- **Problem statement**: Down to the last character, write out the records below.

- **Provided information**:
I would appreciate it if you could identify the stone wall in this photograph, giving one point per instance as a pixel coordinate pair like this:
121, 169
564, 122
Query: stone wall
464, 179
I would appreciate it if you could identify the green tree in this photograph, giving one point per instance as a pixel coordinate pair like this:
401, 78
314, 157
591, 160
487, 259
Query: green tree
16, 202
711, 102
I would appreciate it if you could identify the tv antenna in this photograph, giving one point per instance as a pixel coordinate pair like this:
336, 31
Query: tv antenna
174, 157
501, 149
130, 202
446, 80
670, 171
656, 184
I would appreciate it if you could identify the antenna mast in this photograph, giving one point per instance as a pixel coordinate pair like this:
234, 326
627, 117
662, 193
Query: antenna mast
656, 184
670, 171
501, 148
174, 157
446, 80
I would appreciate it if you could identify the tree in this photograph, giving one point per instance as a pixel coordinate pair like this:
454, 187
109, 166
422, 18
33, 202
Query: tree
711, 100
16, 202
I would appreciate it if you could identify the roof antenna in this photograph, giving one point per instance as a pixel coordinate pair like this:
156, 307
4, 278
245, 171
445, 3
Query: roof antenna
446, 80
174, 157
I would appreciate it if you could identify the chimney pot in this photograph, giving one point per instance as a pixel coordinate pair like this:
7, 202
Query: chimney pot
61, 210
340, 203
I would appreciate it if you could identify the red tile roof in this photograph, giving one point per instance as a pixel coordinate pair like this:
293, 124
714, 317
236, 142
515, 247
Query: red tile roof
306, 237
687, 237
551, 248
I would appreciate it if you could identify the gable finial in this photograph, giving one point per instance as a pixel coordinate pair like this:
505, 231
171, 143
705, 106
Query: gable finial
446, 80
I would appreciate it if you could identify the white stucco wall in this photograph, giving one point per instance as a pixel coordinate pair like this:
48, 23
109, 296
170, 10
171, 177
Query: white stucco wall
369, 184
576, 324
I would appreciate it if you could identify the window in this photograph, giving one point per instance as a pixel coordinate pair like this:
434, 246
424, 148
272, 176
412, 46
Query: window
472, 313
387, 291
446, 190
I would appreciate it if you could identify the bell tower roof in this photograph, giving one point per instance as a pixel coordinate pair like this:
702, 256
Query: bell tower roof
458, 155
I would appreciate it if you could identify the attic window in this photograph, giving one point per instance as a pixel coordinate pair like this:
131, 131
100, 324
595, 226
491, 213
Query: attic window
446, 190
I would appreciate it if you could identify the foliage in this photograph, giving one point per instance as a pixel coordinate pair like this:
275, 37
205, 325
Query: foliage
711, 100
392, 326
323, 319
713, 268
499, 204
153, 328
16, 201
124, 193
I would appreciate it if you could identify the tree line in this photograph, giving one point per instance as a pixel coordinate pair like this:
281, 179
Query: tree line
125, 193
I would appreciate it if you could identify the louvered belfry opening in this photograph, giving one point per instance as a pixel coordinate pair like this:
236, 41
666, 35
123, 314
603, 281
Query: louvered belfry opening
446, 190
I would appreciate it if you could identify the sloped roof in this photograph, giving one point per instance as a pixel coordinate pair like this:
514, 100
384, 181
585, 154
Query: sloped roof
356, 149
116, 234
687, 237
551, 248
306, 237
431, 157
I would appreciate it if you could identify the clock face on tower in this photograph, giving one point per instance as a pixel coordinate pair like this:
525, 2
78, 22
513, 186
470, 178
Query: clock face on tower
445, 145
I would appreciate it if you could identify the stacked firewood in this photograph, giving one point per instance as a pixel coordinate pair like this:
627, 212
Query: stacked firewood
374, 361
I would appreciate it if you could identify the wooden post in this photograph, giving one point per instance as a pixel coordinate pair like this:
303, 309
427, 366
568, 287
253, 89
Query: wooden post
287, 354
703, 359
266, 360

- **Written answer**:
I would appreciate it if you could identify the stone wall in this photograph, giving one point per instance as a pixel coordinate pair like this:
121, 169
564, 122
Query: stone wall
464, 179
I would appreciate it if you could identify the green tree in this photograph, giving one point per instance as a pixel coordinate pair like this:
401, 78
314, 157
591, 160
487, 259
Query: green tree
16, 202
711, 102
I would appreciate it if you could identify the tv antenna in this photograph, giving one point per instance as a pixel coordinate pair like this:
336, 31
Query: tv antenna
174, 157
501, 149
130, 202
446, 80
670, 171
656, 184
I would appreciate it if you could identify the antenna mast in this photograph, giving one point per instance as a pixel coordinate pair like this:
234, 326
627, 117
662, 193
Query: antenna mast
656, 184
670, 171
501, 148
174, 157
446, 80
I would appreciate it if you could identify the tree in this photograph, giving one point per instance as a pixel coordinate pair like this:
454, 187
109, 166
422, 18
33, 202
Query: tree
711, 100
16, 202
I would appreciate it if you could identify the roof antenna in this photograph, giving one point per instance as a pixel coordinate pair like this:
156, 307
4, 278
245, 171
445, 3
Query: roof antenna
446, 80
174, 157
I would appreciate it if you could identify the chimney pot in this photograph, giving one point per instance as a pixel coordinate pair like this:
7, 202
Query: chimney pot
61, 210
340, 203
I would appreciate it if you could identify the red tile roof in this photograph, giving one point per instance as a pixel coordinate pair like this:
293, 124
714, 317
236, 142
515, 247
Query: red tile roof
306, 237
687, 237
551, 248
I would appreciate it if you could identify the gable finial in this photograph, giving one point per instance as a pixel coordinate pair like this:
505, 231
171, 143
705, 106
Query: gable finial
446, 80
I would appreciate it if you could identify the white stucco wall in this photograph, giving one point per instance as a pixel coordinate pair like this:
48, 23
109, 296
170, 10
171, 177
Query: white stucco wall
369, 184
576, 324
I would appreciate it if you could identify the window in this photograph, giving one point per instance as a pixel coordinate pair like this:
434, 246
424, 148
272, 176
412, 46
Query: window
472, 313
387, 291
446, 190
I would appreciate it if you could identify the bell tower roof in this photograph, giving one point per instance as a pixel coordinate pair like this:
702, 256
Query: bell tower roof
458, 155
I would appreciate it if you could identify the attic window in this photograph, giving one point per instance as a pixel coordinate pair like this:
131, 131
100, 324
595, 226
491, 213
Query: attic window
446, 190
I would appreciate it if you could identify the foliage in this photograph, giving one point per instance as a pixel coordinate pair like this:
275, 37
205, 325
Query: foliage
711, 100
392, 326
323, 319
713, 268
499, 204
153, 328
16, 201
124, 193
I would appreciate it if you could identify the tree line in this photograph, giving one point per instance as a pixel coordinate pair like this:
281, 179
Query: tree line
125, 193
I would appreciate it if you could identify the louvered belfry opening in this photograph, giving one point per instance as a pixel coordinate pair like this:
236, 41
666, 35
123, 314
603, 281
Query: louvered belfry opening
446, 190
I would appreciate it if you could identify the sloped roof in this photograph, giving one point per instance as a pixel coordinate pair like this:
514, 100
384, 181
585, 154
Query: sloped roof
356, 149
116, 234
687, 237
551, 248
306, 237
431, 157
I would appreciate it if you could identify the clock face on tower in this photograph, giving one point per instance as a pixel coordinate pair like this:
525, 2
78, 22
513, 186
470, 178
Query: clock face on tower
445, 145
I would appreciate it if you could identify the stacked firewood in this photograph, giving one point per instance as a pixel coordinate pair like this:
627, 212
Query: stacked firewood
374, 361
I would appreciate it if you could identify the wooden post in this photograph, giving one point per instance as a pixel coordinate pair like this:
303, 309
427, 366
568, 287
253, 89
Query: wooden post
287, 354
703, 359
266, 360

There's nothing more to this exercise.